[start]
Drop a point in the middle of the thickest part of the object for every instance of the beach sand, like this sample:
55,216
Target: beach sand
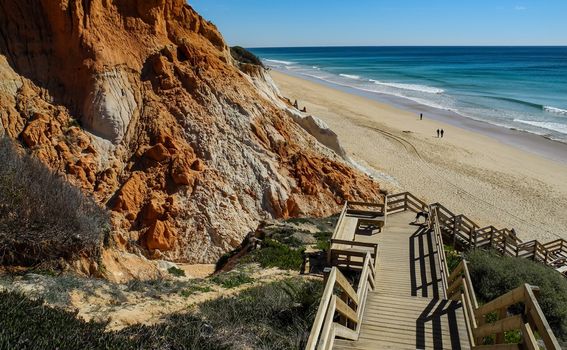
470,172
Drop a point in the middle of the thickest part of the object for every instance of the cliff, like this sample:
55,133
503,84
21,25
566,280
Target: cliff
140,103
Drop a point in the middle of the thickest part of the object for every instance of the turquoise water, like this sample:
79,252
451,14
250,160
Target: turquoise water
523,88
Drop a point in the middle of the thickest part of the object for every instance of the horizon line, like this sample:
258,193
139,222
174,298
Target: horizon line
341,46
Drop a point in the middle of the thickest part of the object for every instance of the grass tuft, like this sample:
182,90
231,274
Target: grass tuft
494,275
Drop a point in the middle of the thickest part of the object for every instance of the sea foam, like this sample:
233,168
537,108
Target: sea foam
558,127
350,76
287,63
555,110
412,87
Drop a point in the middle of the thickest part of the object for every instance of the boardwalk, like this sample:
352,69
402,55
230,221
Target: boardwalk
388,284
406,310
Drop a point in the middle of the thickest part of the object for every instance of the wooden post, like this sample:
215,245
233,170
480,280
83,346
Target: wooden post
454,232
502,314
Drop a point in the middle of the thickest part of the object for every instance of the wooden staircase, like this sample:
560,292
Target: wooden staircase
405,297
407,309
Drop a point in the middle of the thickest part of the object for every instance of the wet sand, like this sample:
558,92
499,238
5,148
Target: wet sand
494,175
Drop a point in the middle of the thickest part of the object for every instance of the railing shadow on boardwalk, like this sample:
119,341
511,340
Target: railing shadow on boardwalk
420,262
433,313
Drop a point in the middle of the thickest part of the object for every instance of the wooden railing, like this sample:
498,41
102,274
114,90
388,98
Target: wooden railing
348,305
493,319
440,247
403,202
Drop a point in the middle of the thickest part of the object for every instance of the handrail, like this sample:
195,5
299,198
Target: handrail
349,305
337,228
532,319
440,246
467,234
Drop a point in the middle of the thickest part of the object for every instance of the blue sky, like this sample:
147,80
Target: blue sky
279,23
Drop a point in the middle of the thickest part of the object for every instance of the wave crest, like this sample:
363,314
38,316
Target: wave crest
287,63
557,127
412,87
555,110
350,76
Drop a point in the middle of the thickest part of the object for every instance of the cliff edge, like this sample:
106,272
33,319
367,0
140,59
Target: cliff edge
140,104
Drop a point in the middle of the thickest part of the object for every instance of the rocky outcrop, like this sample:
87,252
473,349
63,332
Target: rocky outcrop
140,104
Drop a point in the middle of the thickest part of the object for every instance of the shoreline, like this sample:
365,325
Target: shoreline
469,171
524,140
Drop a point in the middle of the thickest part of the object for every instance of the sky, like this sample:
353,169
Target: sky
290,23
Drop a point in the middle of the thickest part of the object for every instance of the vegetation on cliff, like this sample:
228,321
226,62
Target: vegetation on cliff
494,275
42,217
274,316
244,56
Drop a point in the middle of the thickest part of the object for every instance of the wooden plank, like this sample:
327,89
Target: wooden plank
328,325
321,311
529,340
344,332
498,347
345,285
510,298
346,311
500,326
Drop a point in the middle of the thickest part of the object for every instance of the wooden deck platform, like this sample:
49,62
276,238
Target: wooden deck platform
407,309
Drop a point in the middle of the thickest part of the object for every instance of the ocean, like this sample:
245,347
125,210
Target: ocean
522,88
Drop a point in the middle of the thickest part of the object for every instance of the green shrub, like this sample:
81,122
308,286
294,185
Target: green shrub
276,254
28,324
42,217
195,289
453,257
323,240
274,316
493,275
242,55
232,279
176,271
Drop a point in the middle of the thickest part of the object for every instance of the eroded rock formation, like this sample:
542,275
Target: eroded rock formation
140,103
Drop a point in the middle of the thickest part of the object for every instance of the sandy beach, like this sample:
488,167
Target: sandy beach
493,176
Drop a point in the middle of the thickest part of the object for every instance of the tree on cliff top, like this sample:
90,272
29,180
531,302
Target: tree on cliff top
244,56
42,217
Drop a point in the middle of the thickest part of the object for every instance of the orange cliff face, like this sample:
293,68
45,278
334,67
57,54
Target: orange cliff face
140,103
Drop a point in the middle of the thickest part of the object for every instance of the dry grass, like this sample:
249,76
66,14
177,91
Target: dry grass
42,217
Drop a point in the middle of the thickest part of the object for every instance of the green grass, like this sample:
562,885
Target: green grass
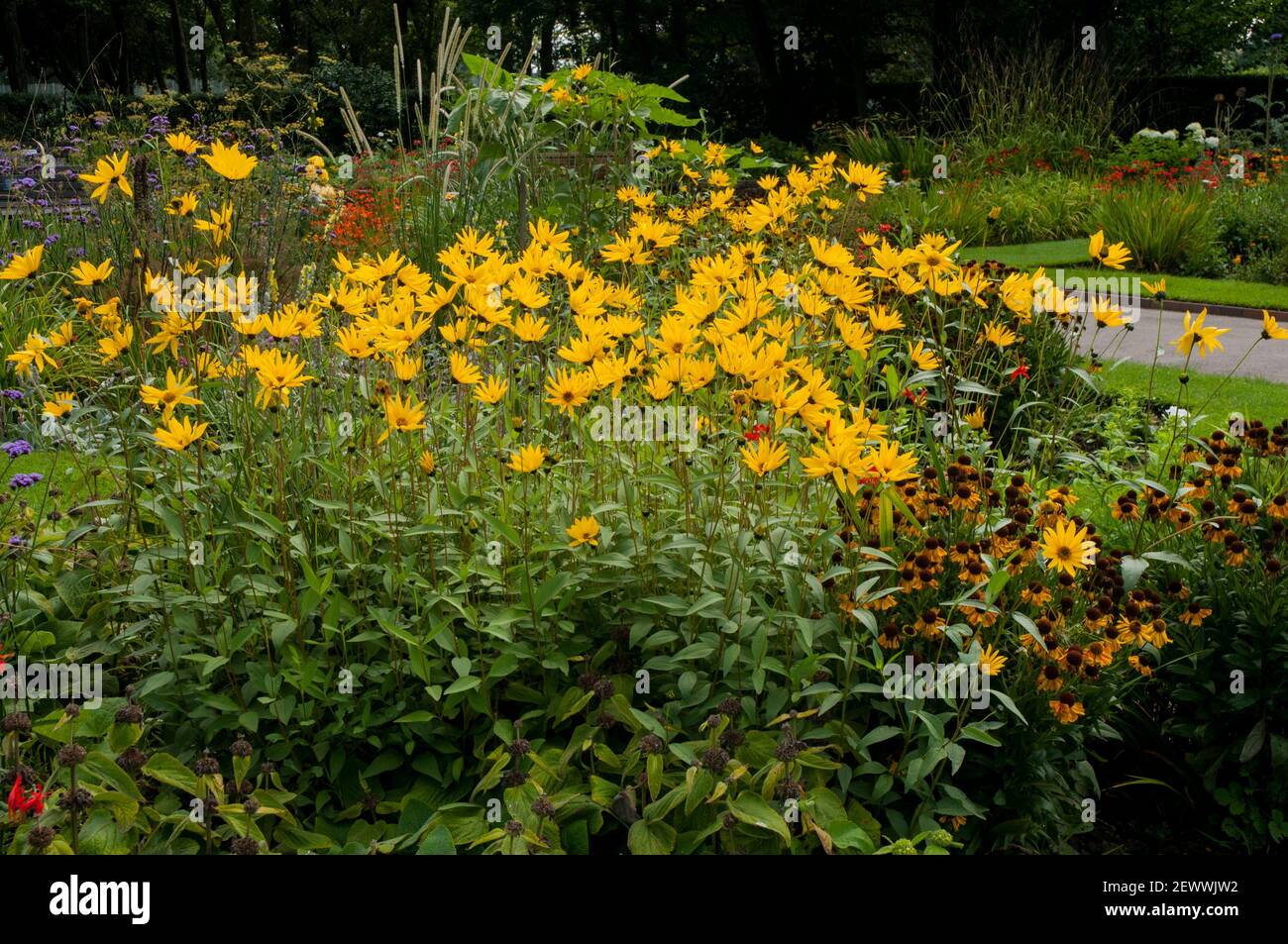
1072,254
1254,398
1030,254
1211,291
59,472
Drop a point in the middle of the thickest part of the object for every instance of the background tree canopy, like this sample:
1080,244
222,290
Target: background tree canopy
764,64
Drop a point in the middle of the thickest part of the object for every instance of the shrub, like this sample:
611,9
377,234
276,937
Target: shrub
1166,230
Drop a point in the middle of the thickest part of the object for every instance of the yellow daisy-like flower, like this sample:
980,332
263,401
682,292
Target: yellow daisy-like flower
763,456
230,162
991,661
1067,548
24,264
584,531
528,459
179,434
175,393
181,143
1194,334
402,416
107,171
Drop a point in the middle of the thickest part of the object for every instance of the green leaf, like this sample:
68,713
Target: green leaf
171,772
651,839
752,809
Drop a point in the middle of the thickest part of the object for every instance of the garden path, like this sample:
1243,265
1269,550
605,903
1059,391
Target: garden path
1267,361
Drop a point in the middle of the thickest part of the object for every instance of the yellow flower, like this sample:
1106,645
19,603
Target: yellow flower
402,416
1067,548
219,226
107,171
277,373
1115,257
176,391
763,456
60,404
25,264
179,434
867,179
570,389
33,356
230,162
528,459
1196,334
86,273
490,390
181,143
991,661
584,531
890,465
181,205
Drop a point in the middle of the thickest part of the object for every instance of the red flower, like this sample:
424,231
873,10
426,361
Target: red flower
21,803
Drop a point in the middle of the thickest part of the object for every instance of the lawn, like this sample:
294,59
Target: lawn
1065,253
1252,397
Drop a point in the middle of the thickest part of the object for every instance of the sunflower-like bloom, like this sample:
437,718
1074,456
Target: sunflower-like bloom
528,459
584,531
570,389
1067,548
178,434
1196,334
402,416
867,179
175,393
24,264
181,143
278,373
1115,257
763,456
107,171
230,162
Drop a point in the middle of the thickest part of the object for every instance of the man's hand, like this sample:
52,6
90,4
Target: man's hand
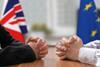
39,46
69,48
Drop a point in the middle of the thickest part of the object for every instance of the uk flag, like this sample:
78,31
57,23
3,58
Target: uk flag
13,19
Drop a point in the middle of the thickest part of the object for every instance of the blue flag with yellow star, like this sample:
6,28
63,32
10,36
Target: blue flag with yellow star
88,26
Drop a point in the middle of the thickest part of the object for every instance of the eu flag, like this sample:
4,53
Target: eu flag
88,26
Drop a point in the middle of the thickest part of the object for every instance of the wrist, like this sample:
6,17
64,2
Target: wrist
34,49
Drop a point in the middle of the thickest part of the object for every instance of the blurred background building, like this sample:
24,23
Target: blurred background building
51,19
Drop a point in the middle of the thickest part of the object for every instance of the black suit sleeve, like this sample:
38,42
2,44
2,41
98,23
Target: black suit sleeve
13,52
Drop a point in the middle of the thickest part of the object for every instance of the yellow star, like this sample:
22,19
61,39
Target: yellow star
95,10
98,19
88,6
93,33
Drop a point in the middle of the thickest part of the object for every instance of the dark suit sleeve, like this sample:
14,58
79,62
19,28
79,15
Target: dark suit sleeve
13,52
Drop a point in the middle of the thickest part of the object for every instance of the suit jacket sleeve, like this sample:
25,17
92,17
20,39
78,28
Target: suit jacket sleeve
13,52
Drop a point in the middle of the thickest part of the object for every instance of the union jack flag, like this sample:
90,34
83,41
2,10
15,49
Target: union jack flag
13,19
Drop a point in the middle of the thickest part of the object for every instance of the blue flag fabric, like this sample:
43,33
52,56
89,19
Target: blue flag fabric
88,26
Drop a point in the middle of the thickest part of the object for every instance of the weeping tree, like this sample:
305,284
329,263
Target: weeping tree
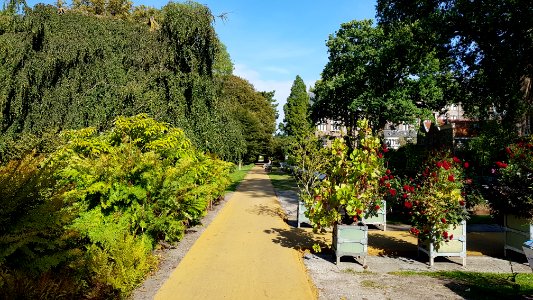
73,69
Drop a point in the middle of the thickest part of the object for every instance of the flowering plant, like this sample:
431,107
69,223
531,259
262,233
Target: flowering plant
516,181
354,184
434,201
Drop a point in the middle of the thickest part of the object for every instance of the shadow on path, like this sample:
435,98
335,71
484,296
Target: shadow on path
296,238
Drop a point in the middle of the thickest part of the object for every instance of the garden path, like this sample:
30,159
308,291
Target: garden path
236,257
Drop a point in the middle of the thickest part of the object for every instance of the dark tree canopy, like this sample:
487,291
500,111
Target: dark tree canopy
254,112
296,122
73,69
489,43
379,75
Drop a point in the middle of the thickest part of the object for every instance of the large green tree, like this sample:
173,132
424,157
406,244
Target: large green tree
489,44
379,75
296,122
255,113
75,69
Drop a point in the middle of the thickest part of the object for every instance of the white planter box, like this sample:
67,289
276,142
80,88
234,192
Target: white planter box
528,250
301,218
350,240
453,248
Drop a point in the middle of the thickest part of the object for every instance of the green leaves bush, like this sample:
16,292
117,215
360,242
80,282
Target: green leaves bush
96,207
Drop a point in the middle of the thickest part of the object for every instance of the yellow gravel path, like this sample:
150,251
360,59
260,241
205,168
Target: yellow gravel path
237,257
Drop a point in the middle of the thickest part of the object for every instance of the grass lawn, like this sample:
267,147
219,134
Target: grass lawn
237,176
473,285
282,180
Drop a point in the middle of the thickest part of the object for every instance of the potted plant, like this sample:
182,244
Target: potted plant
352,191
309,157
435,203
515,194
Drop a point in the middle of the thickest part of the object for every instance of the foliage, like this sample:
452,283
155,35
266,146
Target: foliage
254,113
488,45
282,180
515,182
353,186
382,75
434,200
486,148
474,285
144,169
31,220
296,122
94,209
310,160
85,70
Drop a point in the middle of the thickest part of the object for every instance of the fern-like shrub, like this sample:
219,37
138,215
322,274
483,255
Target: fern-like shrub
95,208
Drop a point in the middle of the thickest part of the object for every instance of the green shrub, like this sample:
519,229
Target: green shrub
91,213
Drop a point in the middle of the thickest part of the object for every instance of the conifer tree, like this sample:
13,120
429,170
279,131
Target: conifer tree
296,110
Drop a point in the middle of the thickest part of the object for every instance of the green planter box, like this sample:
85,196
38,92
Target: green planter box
301,214
380,219
453,248
350,240
517,231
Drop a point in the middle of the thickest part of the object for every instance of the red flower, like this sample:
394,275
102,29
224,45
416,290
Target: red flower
501,164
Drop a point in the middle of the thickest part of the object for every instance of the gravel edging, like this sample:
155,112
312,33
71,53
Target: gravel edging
169,258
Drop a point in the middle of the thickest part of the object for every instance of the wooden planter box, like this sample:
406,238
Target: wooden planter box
301,214
350,240
455,247
517,231
380,219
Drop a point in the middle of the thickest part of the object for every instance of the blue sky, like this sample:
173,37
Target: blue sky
270,42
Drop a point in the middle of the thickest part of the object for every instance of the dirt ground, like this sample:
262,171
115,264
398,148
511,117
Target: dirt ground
239,255
349,279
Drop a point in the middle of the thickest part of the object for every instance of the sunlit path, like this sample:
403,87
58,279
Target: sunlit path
236,258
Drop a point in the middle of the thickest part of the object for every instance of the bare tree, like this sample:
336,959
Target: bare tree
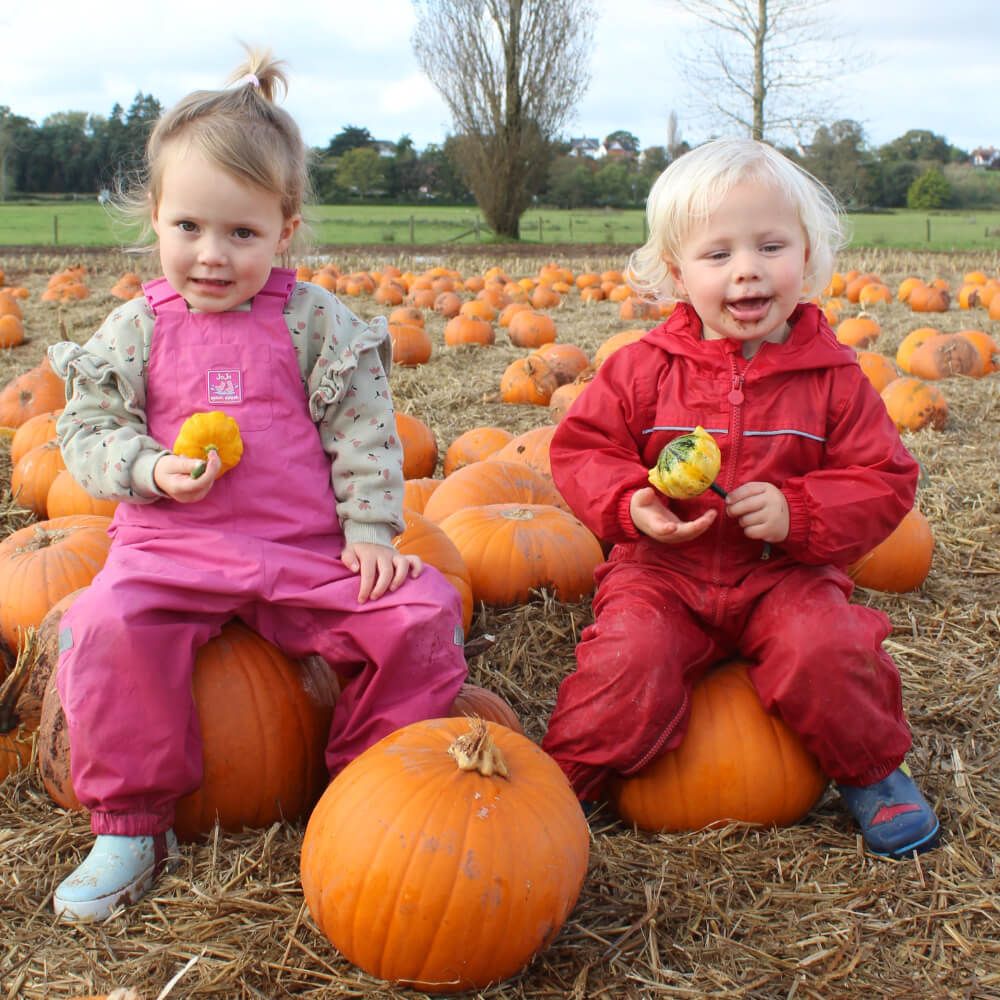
511,72
764,64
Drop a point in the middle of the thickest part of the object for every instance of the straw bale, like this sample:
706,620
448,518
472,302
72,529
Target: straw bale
736,912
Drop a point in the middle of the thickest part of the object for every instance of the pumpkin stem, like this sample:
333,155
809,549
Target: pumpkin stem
15,682
476,751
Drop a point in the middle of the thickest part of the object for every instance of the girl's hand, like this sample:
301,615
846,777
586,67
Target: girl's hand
659,522
172,474
762,511
381,567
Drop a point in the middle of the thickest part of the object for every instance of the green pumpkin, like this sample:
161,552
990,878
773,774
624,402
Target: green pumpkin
687,466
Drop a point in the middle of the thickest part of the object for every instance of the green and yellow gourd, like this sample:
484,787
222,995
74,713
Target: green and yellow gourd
687,466
203,433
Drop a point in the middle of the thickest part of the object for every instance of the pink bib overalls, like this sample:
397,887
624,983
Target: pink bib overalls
264,545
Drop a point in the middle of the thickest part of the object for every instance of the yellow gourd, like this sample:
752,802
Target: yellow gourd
202,433
687,466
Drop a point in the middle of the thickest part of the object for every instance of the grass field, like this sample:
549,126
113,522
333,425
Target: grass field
70,224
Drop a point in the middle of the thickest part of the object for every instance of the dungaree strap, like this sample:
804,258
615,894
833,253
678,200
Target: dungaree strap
276,289
160,295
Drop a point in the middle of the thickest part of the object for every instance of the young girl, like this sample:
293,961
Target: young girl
296,539
816,476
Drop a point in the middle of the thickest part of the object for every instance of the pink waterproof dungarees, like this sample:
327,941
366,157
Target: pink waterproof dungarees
265,546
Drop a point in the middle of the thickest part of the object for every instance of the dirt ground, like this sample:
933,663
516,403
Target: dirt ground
732,912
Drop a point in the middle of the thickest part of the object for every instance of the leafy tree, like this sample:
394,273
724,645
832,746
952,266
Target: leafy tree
361,171
510,72
403,174
840,157
917,145
896,181
929,191
624,139
763,64
348,138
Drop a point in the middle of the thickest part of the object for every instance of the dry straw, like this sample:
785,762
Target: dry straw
726,913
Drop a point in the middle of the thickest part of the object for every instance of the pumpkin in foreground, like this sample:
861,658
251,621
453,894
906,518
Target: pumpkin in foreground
265,722
736,762
902,561
445,856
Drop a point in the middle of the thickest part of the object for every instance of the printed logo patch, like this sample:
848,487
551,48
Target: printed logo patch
225,385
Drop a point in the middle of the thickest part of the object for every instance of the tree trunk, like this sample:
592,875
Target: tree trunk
759,89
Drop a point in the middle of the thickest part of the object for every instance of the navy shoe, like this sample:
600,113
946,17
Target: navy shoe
894,817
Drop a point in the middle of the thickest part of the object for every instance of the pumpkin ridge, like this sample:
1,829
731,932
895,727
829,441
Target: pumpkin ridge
394,939
460,861
356,791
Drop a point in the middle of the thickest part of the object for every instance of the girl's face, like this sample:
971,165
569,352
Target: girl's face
218,236
743,268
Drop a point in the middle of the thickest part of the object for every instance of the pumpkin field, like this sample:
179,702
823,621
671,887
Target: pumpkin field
733,910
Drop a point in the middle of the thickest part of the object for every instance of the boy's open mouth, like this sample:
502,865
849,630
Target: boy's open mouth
748,309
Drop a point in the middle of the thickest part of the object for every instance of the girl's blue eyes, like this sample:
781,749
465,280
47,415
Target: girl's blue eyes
241,233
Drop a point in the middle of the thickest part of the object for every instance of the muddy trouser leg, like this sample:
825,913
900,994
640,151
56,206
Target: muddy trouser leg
819,664
627,701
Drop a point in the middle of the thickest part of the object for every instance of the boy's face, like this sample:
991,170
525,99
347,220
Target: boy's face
218,236
743,268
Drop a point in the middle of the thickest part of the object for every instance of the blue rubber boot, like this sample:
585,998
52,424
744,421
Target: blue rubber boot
118,871
894,817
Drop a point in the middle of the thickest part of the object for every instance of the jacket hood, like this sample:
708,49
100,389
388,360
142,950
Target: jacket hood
811,343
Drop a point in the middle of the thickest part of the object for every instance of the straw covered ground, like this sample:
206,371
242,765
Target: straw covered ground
736,912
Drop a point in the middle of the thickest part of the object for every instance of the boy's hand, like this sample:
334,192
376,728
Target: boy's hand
660,523
172,474
762,511
382,568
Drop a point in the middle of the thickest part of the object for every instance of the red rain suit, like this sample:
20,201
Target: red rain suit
801,415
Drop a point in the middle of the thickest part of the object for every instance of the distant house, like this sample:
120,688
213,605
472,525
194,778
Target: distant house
986,158
591,148
616,151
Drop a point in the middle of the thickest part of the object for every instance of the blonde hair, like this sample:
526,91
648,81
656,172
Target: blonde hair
241,129
690,189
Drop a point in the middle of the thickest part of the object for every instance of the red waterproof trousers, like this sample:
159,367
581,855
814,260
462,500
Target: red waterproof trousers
816,661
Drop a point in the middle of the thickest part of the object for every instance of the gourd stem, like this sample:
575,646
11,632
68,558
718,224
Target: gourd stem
476,751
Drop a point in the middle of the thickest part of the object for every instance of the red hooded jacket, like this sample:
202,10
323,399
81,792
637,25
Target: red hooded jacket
801,415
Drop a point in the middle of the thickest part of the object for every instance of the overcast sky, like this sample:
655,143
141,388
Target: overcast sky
922,64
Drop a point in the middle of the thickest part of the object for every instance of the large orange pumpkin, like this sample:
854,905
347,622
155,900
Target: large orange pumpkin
490,481
411,344
33,476
530,448
902,561
425,539
66,496
419,446
38,390
513,548
265,723
473,446
911,342
528,380
945,355
914,404
736,762
42,563
446,856
34,431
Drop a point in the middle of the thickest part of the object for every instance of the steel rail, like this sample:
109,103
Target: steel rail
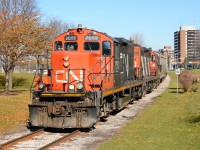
[end]
## [What needs to be done]
Extract every line above that contains the string "crest", matching case exactly.

## [Task answer]
Drop a point in the middle of the thickest part of the object for every instance of the wave crest, like this sample:
Target: wave crest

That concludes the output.